§ **EJERCICIO 1**
Anota los nombres de los lugares de la zona golpeada por el terremoto que se mencionan en la columna sobre el terremoto.
§ **EJERCICIO 2**
Sigue escribiendo la columna sobre el terremoto a partir de su última oración, con el mismo tono.

§ **TEXTO ENTREGADO**
# # # # #

Tal vez en un tiempo más, quién sabe
Vicente Montañés / LUN / Mareado por las imágenes apabullantes del terremoto, quien esto escribe no salió, prácticamente, de su morada santiaguina durante la semana última. Magnetizado por la omnipresencia televisiva de la catástrofe y sus exégetas periodísticos, que sin pausa narraban visualmente lo sucedido en el Maule, en Concepción, en Dichato, no le quedaba otra que mirar fijo la pantalla y justificar el insomnio. Como es natural, con tanto zapping de un canal a otro, confundiéronse en su cabeza las informaciones, los elementos de juicio, las culpas y los azares, la alterada geografía. ¿Dónde queda Curanipe? Yo ni siquiera sabía de su existencia, pero un sobrino que andaba por allí se salvó de milagro, aunque perdió su camioneta en las saladas aguas del Pacífico, océano de cínico nombre.
Tampoco sé, por ejemplo, por qué hubo primero un aviso, en uno o más de los pueblos arrasados, de que sí venía el tsunami –o como se llame la invasión del mar, con olas gigantes o así no más, inundando–, y luego el fatal, incomprensible aviso con altoparlantes de que en realidad no venía. No tengo claro si ocurrió exactamente de ese modo, ni en qué momento de la madrugada o el amanecer. Pero es lo que se oye decir. Es cierto que desde acá, en esta casa flexible que, como tantas, resistió bien, uno clama agitando el índice que después de un terremoto costero de tal magnitud hay que correr cerro arriba sin pensarlo dos veces. Pero, ¿habría reaccionado así yo mismo? Tal vez no. Después de la catástrofe, por todas partes surgen los que, con razón o sin ella, opinan con gran sabiduría cívica o práctica: haber hecho esto, haber hecho lo otro (las autoridades, antes que nadie). Y no es imposible que muchos de ellos –incluido el autor de estas líneas– hubiesen seguido durmiendo ingenuamente, sin ponerse a salvo.

# # # # #

§ **DATOS ENTREGADOS**
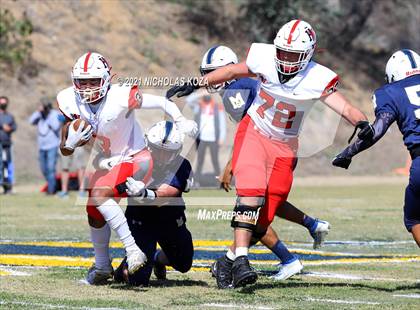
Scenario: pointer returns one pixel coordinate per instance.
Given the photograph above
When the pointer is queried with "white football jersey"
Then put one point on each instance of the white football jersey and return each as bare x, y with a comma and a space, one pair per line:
279, 109
115, 128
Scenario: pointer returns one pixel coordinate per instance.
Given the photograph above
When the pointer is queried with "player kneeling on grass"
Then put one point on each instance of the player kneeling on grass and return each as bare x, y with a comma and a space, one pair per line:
155, 212
398, 101
267, 138
94, 107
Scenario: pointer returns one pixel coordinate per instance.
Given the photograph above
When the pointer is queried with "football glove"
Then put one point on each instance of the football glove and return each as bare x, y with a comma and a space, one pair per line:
182, 90
366, 131
77, 137
341, 161
135, 188
187, 127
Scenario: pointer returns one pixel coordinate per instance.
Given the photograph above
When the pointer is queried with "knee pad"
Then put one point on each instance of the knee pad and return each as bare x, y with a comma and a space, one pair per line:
246, 216
94, 213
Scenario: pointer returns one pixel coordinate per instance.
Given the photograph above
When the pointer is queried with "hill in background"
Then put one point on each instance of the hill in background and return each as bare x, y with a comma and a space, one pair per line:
157, 38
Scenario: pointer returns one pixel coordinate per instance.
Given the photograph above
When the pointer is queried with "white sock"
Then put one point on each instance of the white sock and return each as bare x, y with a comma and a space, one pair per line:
230, 254
100, 238
241, 251
115, 218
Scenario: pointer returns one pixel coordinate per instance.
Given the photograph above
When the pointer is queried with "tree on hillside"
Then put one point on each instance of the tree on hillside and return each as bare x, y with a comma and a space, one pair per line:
15, 45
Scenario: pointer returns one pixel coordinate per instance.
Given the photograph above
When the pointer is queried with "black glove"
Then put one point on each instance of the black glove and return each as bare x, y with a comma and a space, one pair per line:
366, 131
182, 90
341, 161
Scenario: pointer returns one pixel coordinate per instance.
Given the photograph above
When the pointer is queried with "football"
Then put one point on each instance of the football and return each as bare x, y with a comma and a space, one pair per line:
76, 123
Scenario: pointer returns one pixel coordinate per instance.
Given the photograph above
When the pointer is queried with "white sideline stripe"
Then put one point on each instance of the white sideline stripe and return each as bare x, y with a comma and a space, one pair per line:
342, 301
352, 277
12, 272
407, 295
224, 306
52, 306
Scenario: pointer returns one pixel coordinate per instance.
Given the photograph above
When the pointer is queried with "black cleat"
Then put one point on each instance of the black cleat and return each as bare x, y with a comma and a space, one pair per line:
160, 271
242, 273
222, 271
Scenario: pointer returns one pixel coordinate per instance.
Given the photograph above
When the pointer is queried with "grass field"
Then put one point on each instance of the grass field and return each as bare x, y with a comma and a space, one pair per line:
369, 261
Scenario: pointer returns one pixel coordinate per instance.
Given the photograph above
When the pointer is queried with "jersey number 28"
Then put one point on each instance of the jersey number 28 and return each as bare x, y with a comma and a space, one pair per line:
284, 115
413, 94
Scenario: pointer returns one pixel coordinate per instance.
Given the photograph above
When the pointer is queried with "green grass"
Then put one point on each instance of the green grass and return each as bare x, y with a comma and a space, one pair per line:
368, 212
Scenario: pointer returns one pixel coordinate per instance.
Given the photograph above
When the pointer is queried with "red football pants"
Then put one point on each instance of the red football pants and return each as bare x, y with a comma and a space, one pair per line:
263, 167
140, 167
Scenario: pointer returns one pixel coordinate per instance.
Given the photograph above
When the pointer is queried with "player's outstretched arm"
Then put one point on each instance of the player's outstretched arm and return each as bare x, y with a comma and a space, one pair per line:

# # # # #

§ **RESPUESTA 1**
Maule, Concepción, Dichato y Curanipe.

§ **RESPUESTA 2**
Y tampoco sé, por otro lado, más allá de los cientos o miles de muertos y damnificados, si sería una idea descabellada (o siquiera posible) reconstruir con precisión los edificios llamados patrimoniales, las casas antiguas de pulverizado adobe, de manera que, en lugar de ser reemplazados por construcciones modernas e insípidas, recuperen genuinamente su aspecto colonial o decimonónico, pero sean, desde ahora y para siempre, antisísmicas. Modernas por dentro, por así decirlo. Tal vez en un tiempo más, quién sabe.
Si de saber algo se trata, el presidente electo, con inquietantes palabras, sugirió que el Altísimo no más sabe por qué se le ocurrió sacudir y aplastar un pedazo de nuestro país. La frase implica que detrás del terremoto podría haber una racionalidad acaso moral, no sólo geológica o geofísica. Los creyentes (no lo soy) pueden quizás consolarse a medias: algo no muy santo habremos hecho para merecer esto (o sea, no es porque sí), algunos pecadillos-país habremos cometido, y por lo tanto es concebible, también, una expiación que nos devuelva el equilibrio. No sé si alguien piense realmente así, pero si lo tomamos como metáfora podemos al menos suponer que el Festival de Viña, de puro chillón y aturdiente que es (un gran pecado estético, diríamos), recibió su merecido y se quedó inconcluso, sin sus estridentes gaviotas finales. No sé si están de acuerdo.